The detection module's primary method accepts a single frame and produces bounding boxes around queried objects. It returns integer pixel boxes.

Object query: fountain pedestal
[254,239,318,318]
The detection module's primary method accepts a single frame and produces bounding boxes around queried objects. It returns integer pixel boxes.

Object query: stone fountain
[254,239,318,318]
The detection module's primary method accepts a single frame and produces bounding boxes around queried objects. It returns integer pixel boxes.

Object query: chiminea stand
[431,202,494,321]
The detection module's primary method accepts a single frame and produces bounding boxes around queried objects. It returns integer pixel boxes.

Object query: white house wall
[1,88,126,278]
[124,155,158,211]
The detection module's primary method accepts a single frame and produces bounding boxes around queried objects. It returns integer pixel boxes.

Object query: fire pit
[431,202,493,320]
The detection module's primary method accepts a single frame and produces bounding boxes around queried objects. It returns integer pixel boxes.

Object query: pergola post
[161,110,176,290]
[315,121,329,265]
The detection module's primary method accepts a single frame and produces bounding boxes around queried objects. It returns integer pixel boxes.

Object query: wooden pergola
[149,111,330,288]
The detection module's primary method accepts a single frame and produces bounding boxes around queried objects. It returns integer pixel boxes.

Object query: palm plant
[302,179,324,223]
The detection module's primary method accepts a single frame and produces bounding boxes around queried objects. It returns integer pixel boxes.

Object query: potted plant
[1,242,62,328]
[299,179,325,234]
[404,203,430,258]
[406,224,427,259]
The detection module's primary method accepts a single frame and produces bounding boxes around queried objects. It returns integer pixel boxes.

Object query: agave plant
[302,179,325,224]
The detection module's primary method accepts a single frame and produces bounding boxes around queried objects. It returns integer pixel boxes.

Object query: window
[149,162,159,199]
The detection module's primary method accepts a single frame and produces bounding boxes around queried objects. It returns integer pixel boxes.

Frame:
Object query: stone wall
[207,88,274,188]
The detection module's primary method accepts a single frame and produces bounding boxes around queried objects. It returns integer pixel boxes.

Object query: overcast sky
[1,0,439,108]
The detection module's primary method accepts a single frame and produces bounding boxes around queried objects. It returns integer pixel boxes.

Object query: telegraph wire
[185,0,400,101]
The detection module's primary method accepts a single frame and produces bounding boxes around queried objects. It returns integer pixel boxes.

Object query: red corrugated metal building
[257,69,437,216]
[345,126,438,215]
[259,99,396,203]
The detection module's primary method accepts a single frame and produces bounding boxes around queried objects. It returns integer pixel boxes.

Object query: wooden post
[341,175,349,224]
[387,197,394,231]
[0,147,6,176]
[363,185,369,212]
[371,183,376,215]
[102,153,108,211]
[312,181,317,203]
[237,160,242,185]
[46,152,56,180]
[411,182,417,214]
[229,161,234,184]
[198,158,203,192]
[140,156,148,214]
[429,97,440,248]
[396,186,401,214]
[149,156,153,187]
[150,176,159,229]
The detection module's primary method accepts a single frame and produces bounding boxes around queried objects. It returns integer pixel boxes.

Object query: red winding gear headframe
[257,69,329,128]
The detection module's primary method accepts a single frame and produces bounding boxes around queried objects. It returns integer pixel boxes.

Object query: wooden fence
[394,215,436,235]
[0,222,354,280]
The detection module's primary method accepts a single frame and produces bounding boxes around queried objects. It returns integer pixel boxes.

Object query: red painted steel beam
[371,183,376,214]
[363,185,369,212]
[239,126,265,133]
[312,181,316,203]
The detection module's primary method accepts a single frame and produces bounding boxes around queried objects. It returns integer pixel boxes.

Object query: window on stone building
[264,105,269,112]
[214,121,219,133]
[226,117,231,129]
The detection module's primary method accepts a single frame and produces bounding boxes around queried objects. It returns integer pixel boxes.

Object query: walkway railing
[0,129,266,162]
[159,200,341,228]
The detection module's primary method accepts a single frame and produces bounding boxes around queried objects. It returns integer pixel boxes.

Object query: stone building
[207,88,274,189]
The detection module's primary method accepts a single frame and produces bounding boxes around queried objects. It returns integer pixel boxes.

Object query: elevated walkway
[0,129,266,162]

========

ASSIGNMENT.
Only the lines from the one that holds "Object query: stone building" through the end of the records should appear in the answer, each restated exactly.

FINISHED TASK.
Object query: stone building
[207,88,274,189]
The detection module's primary method accepts a single frame and produces bounding boxes around queried objects. It returns integer pixel boxes.

Object query: elevated walkway
[0,129,266,162]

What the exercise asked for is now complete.